- TEXTO FORNECIDO

Há uma falácia em torno do projeto de lei de abuso de autoridade, propagada especialmente pelos procuradores do MPF do Paraná, que precisa ser desmistificada, antes de mais nada: a de que essa proposta acabaria com a Operação Lava-Jato e limitaria a atuação de procuradores e juízes. Segundo eles, essa seria uma retaliação do Congresso ao combate à corrupção no país para calar a força-tarefa da Lava-Jato e o juiz Sergio Moro.

Ora, trata-se de um projeto abrangente, que atualiza a legislação brasileira e prevê mais de 30 situações classificadas como abuso de autoridade. Não se busca “amordaçar” ninguém, nem mesmo estaria o Congresso a legislar de maneira específica e temporal. Tanto assim que os parlamentares acataram as sugestões do MPF, e também retiraram da proposta o ponto de maior polêmica, a tipificação da “hermenêutica”, que abarcaria nesta legislação juízes que tiveram sentenças condenatórias expedidas reformadas por instâncias superiores.

Ao longo dos últimos anos, diversas instâncias de Poder no Brasil passaram por modificações, adequando-se a novas regras de transparência que, por sua vez, levaram a um maior controle e participação da sociedade, enquanto, praticamente, permaneceram intactas e isoladas da participação popular as estruturas do Poder Judiciário e dos Ministérios Públicos no país, reforçando a impressão de que se trata de verdadeiras castas que vivem em redomas e acima da lei.

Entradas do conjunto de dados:
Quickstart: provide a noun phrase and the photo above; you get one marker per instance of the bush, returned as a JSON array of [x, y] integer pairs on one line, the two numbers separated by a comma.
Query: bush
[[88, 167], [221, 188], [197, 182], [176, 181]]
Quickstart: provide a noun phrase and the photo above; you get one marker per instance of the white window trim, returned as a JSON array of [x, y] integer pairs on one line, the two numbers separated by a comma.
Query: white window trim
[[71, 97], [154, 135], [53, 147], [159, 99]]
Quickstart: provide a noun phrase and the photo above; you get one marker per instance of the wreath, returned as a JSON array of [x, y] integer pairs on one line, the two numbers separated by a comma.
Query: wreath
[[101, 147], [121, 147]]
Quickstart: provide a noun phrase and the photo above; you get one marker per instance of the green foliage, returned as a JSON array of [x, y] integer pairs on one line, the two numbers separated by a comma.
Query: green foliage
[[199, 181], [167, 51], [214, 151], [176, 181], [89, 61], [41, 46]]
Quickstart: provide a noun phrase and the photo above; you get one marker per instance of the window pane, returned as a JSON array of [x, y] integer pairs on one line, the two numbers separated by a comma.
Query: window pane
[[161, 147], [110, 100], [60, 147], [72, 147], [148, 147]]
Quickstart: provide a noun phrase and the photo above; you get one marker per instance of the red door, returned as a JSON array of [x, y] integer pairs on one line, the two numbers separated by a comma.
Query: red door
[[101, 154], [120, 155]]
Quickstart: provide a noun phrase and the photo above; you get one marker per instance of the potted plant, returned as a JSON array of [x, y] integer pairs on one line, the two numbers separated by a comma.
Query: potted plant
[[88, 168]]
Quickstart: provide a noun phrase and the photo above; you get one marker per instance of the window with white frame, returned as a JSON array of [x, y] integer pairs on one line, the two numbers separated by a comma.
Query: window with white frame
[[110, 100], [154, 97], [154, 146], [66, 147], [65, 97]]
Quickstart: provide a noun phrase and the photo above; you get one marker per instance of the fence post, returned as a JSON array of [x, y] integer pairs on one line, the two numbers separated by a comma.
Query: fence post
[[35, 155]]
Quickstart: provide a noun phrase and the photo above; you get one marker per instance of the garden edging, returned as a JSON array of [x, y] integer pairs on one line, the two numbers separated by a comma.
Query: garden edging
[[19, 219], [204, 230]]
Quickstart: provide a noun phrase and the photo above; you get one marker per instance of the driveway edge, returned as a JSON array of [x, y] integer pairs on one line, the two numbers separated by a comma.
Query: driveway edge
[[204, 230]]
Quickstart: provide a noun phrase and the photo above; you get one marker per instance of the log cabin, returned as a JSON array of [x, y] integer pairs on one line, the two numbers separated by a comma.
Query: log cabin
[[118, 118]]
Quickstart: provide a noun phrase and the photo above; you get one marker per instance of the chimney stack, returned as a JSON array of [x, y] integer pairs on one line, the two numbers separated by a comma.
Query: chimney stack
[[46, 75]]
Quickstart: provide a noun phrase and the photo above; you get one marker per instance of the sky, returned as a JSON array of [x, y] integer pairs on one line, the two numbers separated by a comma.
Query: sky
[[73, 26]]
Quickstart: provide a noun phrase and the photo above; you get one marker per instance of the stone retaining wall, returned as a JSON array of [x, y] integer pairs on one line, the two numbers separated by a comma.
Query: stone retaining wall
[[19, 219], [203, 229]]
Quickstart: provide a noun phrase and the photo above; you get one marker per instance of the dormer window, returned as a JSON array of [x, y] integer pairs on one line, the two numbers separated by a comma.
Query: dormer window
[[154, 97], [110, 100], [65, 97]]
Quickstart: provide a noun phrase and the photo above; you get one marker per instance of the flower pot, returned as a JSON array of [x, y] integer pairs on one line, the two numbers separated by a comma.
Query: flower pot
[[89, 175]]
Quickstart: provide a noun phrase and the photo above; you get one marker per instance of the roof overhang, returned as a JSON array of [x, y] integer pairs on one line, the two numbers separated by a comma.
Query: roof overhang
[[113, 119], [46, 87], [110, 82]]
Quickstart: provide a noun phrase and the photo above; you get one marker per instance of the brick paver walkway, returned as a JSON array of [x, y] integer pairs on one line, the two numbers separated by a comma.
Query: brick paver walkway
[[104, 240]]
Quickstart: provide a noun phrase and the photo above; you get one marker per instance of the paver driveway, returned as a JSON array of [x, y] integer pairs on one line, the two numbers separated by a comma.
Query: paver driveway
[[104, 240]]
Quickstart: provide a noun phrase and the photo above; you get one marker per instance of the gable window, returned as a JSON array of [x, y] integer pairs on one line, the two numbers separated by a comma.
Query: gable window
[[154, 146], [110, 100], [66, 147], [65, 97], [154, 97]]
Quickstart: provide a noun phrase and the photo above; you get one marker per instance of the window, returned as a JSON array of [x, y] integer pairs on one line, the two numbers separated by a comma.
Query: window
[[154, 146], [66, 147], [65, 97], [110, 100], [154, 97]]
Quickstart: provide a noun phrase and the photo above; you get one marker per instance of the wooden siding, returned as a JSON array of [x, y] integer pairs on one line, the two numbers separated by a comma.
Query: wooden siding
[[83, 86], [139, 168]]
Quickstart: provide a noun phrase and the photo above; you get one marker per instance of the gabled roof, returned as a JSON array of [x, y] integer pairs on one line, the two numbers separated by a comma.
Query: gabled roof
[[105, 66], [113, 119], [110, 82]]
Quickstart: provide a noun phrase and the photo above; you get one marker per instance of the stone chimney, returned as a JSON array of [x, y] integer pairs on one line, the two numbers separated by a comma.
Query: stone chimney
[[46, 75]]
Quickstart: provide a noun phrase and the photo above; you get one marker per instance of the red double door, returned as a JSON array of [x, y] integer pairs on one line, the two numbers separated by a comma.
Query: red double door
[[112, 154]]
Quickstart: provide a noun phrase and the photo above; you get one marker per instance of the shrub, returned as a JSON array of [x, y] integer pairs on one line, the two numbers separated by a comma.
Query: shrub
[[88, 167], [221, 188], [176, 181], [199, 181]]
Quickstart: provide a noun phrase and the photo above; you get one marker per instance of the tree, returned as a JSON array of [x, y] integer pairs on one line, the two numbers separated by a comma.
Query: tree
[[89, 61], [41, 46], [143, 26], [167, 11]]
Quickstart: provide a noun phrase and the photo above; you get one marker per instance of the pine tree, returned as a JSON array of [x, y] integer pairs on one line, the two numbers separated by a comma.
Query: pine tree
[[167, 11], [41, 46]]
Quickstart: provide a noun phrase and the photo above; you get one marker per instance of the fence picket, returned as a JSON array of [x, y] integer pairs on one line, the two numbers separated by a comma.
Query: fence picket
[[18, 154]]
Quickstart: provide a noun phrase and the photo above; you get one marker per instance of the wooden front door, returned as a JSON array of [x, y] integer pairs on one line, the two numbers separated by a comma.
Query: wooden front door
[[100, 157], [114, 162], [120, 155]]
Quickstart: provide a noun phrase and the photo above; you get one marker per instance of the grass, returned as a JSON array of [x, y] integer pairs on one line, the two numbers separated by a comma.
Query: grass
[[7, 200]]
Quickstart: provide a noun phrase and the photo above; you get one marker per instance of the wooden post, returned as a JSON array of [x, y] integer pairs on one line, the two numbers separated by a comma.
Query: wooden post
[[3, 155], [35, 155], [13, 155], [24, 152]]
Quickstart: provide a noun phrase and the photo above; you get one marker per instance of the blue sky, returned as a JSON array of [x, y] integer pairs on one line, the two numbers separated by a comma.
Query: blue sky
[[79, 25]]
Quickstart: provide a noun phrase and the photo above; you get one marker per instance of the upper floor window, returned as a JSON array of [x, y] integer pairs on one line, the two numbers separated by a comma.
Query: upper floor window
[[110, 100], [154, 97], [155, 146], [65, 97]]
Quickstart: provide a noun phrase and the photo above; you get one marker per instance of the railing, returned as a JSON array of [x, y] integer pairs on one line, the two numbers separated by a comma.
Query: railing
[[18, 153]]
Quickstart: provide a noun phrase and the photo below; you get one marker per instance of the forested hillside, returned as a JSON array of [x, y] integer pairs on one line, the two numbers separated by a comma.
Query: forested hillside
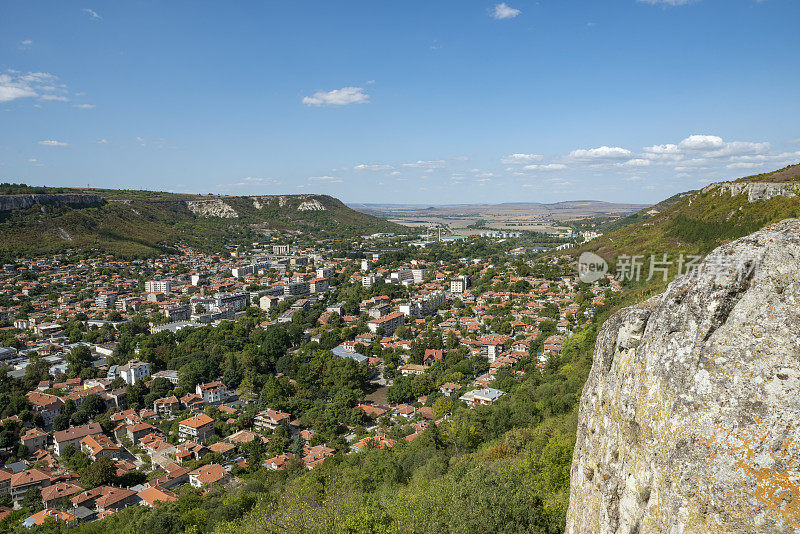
[[146, 223]]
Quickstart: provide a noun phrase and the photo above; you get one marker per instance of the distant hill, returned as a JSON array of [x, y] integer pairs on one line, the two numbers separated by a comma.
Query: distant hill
[[35, 221], [696, 222]]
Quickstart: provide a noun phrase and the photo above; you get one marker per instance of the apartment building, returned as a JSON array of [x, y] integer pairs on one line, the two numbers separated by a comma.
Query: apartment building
[[213, 392], [459, 284], [133, 371], [158, 286], [389, 323]]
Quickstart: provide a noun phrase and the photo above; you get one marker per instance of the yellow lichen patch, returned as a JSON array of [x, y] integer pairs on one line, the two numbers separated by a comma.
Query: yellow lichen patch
[[777, 490]]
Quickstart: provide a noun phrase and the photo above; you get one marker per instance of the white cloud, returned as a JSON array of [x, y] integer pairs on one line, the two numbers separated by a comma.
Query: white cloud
[[744, 165], [56, 98], [600, 153], [666, 2], [430, 164], [701, 142], [548, 167], [636, 162], [661, 149], [709, 146], [368, 167], [15, 84], [521, 159], [504, 11], [337, 97], [92, 14]]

- INSTRUÇÕES
1. Responda às perguntas abaixo com base no texto sobre o projeto de lei de abuso de autoridade.
(a) Segundo o texto, quem propaga especialmente a falácia em torno do projeto?
(b) Quantas situações classificadas como abuso de autoridade o projeto prevê?
(c) Quais estruturas, de acordo com o texto, permaneceram praticamente intactas e isoladas da participação popular?
2. Prossiga com o texto sobre o projeto de lei de abuso de autoridade a partir do ponto em que ele termina.

- RESPOSTAS POR TAREFA
1.
(a) Os procuradores do MPF do Paraná.
(b) Mais de 30 situações.
(c) As estruturas do Poder Judiciário e dos Ministérios Públicos no país.

2.
Como explicar para um “cidadão comum” uma legislação complacente que prevê, como pena máxima disciplinar, para juízes flagrados cometendo ilícitos ou infrações éticas, a aposentadoria compulsória com recebimento de vencimentos? É o que ocorre na maioria das vezes nos casos de corrupção ou do cometimento de crimes praticados por juízes e promotores. A pena disciplinar é um incentivo à imoralidade e à continuidade delitiva. Outro aspecto que ataca a moralidade e a ética pública é frequentemente constatar que juízes e promotores, “a título de vantagens”, recebem vencimentos de R$ 200 mil por mês, muito acima do teto constitucional.

A reação de procuradores da LavaJato e parte do MPF esconde algo que eles estranhamente não admitem, e que o projeto, de maneira republicana, estabelece: todos são iguais perante a lei. Assim, essa pequena vitória para a sociedade e proteção para o cidadão é vista como frustrante para alguns que sempre desejaram encontrar nesta parte do serviço público privilégios para estarem acima da lei.

Estabelecer formas de conter o abuso de autoridade é importante antídoto contra o autoritarismo e, por consequência, um dever democrático. Um Estado democrático de direito exige, a par das garantias individuais previstas na Constituição, o controle social de todos os agentes do Estado, quaisquer que sejam suas funções. O bem público e os interesses da sociedade devem sempre prevalecer a razões e argumentos corporativos, como se verifica, nesse caso, a postura de integrantes do MPF.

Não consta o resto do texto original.